***** TRECHO FORNECIDO *****

O filho de Débora, o gari Edson Rogério da Silva, foi morto em 16 de maio de 2006, próximo à casa dela. O caso foi arquivado a pedido do Ministério Público (MP). “Nós lutamos por transformação. Quando a gente vê que vai completar uma década do pior massacre da história contemporânea, sem punição, a gente só vê os crimes como os daquele maio serem perpetuados nas periferias. É muito difícil. Mataram, em uma semana, mais de 600 jovens e todos os inquéritos foram arquivados. O MP é omisso. Ele foi o pior assassino, com todos os pedidos de arquivamento”, disse Débora, muito emocionada.

Em nove anos, foram inúmeros pedidos de reabertura dos casos. A Secretaria de Direitos Humano da Presidência da República também recomendou a reabertura dos casos, tanto ao MP como à Secretaria da Segurança Pública paulista. Tudo foi negado. No caso de Débora, o corpo do filho dela foi exumado. Foi constatado que o projétil que o matou permanecia em seu corpo. Mas isso não foi motivo suficiente para o MP aceitar o pedido de reabertura do caso.

Em 2010, as Mães de Maio ingressaram com um pedido de federalização da investigação na Procuradoria-Geral da República. Até hoje o pedido não teve uma decisão.

Investigações

Em fevereiro deste ano, as Mães conseguiram a instalação, na Assembleia Legislativa de São Paulo, da Comissão da Verdade da Democracia, que investigará crimes praticados pela Polícia Militar no período pós-ditadura. A ideia surgiu das comissões que apuraram os crimes praticados por agentes a serviço do Estado no período da ditadura (1964-1985). A comissão conta com apoio da Secretaria Nacional dos Direitos Humanos, da Comissão da Anistia do Ministério da Justiça e de movimentos sociais

Em 21 de março, o movimento denunciou à Corte Interamericana de Direitos Humanos da Organização dos Estados Americanos (OEA) os homicídios e a dificuldade em se conseguir apuração dos ocorridos e punição dos autores. Já houve duas audiências com a entidade, que pode mais uma vez condenar o Brasil por desrespeito aos direitos humanos.

***** INFORMAÇÕES EXTRAÍDAS *****

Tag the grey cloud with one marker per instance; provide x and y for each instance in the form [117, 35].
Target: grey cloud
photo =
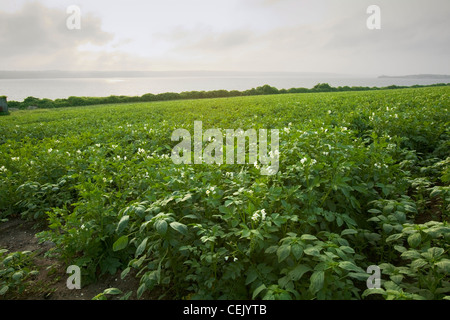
[38, 34]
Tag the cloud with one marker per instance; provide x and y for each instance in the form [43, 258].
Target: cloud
[255, 35]
[36, 37]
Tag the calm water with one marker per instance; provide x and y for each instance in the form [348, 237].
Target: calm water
[19, 89]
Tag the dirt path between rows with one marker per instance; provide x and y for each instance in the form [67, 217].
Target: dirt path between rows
[50, 283]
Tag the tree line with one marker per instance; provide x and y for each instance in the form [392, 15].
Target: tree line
[262, 90]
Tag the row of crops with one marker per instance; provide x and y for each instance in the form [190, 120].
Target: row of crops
[363, 180]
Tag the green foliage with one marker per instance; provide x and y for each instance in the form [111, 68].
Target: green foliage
[15, 269]
[357, 171]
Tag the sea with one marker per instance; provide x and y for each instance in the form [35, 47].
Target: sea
[19, 89]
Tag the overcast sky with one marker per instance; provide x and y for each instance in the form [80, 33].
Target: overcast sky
[229, 35]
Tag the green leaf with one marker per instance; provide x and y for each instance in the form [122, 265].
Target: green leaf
[181, 228]
[141, 247]
[271, 249]
[418, 263]
[348, 231]
[350, 266]
[112, 291]
[308, 237]
[252, 276]
[141, 290]
[124, 273]
[368, 292]
[121, 243]
[161, 227]
[17, 276]
[127, 295]
[414, 239]
[317, 280]
[122, 224]
[3, 290]
[444, 264]
[298, 272]
[312, 251]
[410, 254]
[394, 237]
[283, 252]
[297, 251]
[258, 290]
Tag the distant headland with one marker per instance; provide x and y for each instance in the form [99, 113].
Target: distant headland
[417, 76]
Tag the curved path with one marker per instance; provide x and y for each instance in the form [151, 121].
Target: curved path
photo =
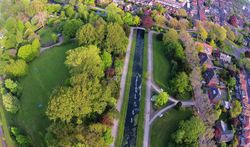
[152, 86]
[123, 82]
[57, 44]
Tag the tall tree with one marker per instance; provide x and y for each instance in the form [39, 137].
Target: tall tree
[11, 103]
[16, 68]
[189, 131]
[116, 40]
[86, 35]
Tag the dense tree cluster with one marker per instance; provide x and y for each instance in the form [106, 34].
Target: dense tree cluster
[189, 132]
[87, 96]
[161, 99]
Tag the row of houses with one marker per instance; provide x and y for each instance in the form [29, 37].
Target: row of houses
[215, 89]
[244, 138]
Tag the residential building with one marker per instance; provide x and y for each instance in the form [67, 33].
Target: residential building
[222, 133]
[210, 77]
[214, 95]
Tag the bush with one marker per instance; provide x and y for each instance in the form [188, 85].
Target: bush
[16, 68]
[11, 103]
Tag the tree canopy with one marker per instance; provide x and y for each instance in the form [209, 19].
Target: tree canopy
[189, 131]
[161, 99]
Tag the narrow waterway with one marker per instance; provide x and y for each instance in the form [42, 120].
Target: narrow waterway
[130, 131]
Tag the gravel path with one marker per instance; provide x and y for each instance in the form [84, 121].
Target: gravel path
[123, 82]
[148, 91]
[152, 86]
[57, 44]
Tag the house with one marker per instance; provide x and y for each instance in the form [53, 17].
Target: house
[208, 49]
[222, 133]
[214, 95]
[205, 60]
[210, 77]
[226, 104]
[225, 58]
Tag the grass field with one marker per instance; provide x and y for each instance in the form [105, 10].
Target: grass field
[3, 122]
[45, 73]
[140, 128]
[122, 118]
[161, 64]
[46, 36]
[162, 128]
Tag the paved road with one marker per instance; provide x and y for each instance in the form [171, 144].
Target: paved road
[123, 82]
[161, 112]
[148, 90]
[57, 44]
[152, 86]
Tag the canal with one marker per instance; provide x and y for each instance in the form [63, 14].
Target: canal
[130, 131]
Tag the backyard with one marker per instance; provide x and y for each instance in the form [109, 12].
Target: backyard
[161, 64]
[162, 128]
[45, 73]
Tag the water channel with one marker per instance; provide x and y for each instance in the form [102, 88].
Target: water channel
[130, 131]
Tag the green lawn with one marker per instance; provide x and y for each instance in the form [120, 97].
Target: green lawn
[162, 128]
[140, 128]
[122, 118]
[3, 122]
[161, 64]
[46, 72]
[47, 36]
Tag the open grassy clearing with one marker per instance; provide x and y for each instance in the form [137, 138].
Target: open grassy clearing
[45, 73]
[162, 128]
[161, 64]
[140, 128]
[3, 122]
[122, 118]
[47, 36]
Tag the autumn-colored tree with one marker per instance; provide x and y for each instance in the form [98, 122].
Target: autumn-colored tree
[147, 22]
[233, 20]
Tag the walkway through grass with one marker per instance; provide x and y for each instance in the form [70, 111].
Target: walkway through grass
[161, 64]
[45, 73]
[162, 128]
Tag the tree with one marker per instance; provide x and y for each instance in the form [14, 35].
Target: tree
[29, 52]
[202, 33]
[170, 36]
[160, 20]
[80, 99]
[220, 32]
[20, 138]
[173, 23]
[182, 12]
[86, 35]
[11, 85]
[83, 12]
[236, 109]
[11, 103]
[230, 35]
[116, 40]
[69, 11]
[54, 8]
[70, 28]
[161, 99]
[233, 21]
[107, 59]
[183, 24]
[16, 68]
[147, 22]
[128, 19]
[114, 13]
[180, 84]
[231, 82]
[189, 131]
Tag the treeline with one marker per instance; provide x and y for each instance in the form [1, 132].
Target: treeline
[83, 110]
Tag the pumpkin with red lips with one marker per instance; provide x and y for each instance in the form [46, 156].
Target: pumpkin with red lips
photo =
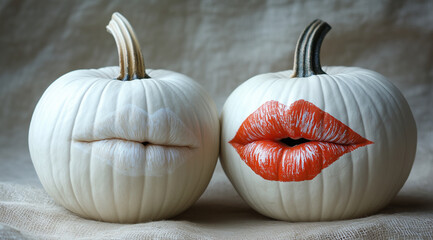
[136, 147]
[317, 144]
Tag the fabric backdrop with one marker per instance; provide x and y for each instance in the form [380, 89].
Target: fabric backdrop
[220, 44]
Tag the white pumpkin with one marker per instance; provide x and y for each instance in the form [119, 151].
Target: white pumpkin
[303, 145]
[124, 151]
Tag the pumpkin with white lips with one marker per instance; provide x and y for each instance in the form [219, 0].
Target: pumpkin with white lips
[313, 144]
[137, 148]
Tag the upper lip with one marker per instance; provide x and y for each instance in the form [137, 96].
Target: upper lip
[132, 123]
[258, 140]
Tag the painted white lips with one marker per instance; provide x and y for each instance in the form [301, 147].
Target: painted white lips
[136, 143]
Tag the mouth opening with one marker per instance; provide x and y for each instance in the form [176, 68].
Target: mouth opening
[293, 142]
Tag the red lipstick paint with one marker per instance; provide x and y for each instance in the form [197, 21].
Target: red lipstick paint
[294, 143]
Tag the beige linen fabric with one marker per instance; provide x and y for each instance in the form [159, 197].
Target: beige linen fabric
[220, 44]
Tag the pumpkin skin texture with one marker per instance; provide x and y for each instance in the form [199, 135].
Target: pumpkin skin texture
[124, 151]
[359, 182]
[124, 181]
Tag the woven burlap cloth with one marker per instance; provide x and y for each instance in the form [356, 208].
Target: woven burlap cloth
[220, 44]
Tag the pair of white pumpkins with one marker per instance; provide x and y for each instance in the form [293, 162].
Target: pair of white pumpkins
[297, 145]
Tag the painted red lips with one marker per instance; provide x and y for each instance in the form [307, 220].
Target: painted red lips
[293, 143]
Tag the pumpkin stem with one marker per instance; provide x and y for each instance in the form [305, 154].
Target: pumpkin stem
[307, 53]
[131, 61]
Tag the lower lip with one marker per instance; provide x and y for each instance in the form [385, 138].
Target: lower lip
[278, 162]
[133, 158]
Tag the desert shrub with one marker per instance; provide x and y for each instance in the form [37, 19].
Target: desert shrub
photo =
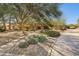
[2, 30]
[71, 26]
[34, 39]
[51, 33]
[42, 39]
[23, 44]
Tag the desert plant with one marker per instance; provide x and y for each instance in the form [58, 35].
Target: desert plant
[23, 44]
[2, 30]
[71, 26]
[34, 39]
[41, 39]
[51, 33]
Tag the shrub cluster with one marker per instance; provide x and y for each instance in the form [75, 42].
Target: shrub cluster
[51, 33]
[2, 30]
[71, 26]
[33, 39]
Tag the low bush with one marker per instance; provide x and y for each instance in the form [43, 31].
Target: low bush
[42, 39]
[23, 44]
[71, 26]
[34, 39]
[51, 33]
[2, 30]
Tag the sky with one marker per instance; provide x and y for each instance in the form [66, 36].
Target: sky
[70, 12]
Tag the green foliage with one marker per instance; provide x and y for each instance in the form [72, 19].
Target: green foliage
[23, 44]
[42, 39]
[71, 26]
[2, 30]
[51, 33]
[34, 39]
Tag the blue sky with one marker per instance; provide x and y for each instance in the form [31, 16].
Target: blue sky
[70, 12]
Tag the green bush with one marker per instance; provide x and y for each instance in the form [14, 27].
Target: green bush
[23, 44]
[71, 26]
[34, 39]
[2, 30]
[42, 39]
[51, 33]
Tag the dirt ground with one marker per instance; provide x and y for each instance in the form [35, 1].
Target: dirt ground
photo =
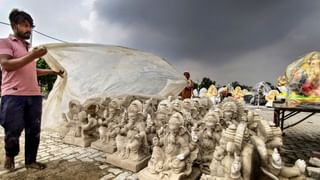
[56, 170]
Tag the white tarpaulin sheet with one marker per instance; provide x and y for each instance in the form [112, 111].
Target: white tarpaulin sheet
[93, 70]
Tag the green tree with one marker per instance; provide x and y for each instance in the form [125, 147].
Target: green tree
[45, 82]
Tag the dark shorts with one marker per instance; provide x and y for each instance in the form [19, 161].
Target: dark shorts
[18, 113]
[20, 109]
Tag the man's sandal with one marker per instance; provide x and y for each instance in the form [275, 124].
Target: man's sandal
[9, 163]
[36, 165]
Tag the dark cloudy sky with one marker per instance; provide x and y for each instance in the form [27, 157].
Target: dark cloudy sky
[225, 40]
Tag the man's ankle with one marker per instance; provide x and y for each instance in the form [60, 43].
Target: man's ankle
[9, 162]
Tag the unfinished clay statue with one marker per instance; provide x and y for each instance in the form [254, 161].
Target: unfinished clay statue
[209, 137]
[132, 146]
[267, 145]
[71, 120]
[232, 112]
[237, 93]
[173, 153]
[109, 127]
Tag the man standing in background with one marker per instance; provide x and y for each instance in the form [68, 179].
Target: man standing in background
[187, 91]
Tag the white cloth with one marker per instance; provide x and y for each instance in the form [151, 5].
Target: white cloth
[93, 70]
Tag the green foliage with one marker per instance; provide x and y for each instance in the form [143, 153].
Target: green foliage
[45, 82]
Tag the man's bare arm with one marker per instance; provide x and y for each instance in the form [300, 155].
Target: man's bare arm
[43, 72]
[10, 64]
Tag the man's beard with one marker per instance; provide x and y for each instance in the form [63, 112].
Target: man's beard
[24, 35]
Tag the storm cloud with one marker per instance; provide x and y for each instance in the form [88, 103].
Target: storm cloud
[226, 40]
[218, 33]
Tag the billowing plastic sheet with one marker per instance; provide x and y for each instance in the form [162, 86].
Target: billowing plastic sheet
[93, 70]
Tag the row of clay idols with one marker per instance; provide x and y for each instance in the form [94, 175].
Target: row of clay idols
[175, 138]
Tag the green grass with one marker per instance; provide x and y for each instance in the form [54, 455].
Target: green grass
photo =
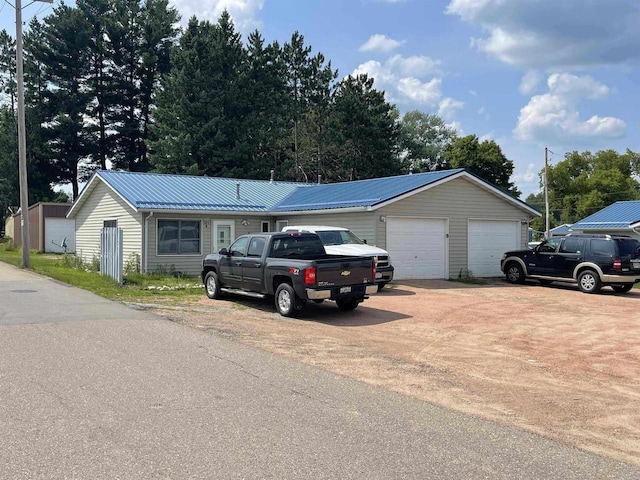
[137, 288]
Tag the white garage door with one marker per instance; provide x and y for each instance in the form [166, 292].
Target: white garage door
[417, 247]
[59, 231]
[488, 240]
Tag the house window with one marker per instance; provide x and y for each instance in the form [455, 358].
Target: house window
[178, 237]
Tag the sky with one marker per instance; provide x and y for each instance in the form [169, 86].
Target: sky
[527, 74]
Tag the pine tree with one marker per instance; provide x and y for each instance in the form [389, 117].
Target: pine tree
[365, 128]
[199, 109]
[64, 53]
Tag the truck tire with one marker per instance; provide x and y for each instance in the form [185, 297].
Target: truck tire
[348, 303]
[589, 281]
[288, 303]
[212, 285]
[514, 273]
[624, 288]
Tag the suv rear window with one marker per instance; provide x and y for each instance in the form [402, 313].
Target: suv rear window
[572, 245]
[602, 247]
[628, 246]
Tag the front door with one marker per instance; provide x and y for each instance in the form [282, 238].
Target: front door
[223, 234]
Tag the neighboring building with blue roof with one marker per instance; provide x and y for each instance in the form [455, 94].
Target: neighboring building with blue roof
[560, 230]
[620, 218]
[435, 225]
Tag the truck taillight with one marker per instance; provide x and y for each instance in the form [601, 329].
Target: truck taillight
[310, 276]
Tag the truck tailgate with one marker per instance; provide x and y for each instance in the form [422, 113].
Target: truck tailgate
[344, 271]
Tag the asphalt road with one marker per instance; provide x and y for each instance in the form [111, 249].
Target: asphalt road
[93, 389]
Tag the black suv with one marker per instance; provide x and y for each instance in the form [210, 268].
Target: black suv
[591, 261]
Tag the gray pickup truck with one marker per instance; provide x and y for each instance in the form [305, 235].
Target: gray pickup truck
[291, 267]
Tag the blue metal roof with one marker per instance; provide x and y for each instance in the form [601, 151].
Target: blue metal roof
[153, 191]
[560, 229]
[359, 193]
[617, 215]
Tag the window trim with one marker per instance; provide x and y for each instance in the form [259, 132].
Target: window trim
[179, 220]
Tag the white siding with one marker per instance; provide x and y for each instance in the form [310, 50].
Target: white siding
[102, 204]
[488, 240]
[458, 200]
[192, 264]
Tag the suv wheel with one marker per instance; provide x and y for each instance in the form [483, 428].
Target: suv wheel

*****

DESAFIO - Segundo o trecho sobre as Mães de Maio, em que ano o movimento entrou com o pedido de federalização da investigação na Procuradoria-Geral da República? Os itens não têm relação com o trecho.

EXERCÍCIO RESOLVIDO - Em 2010.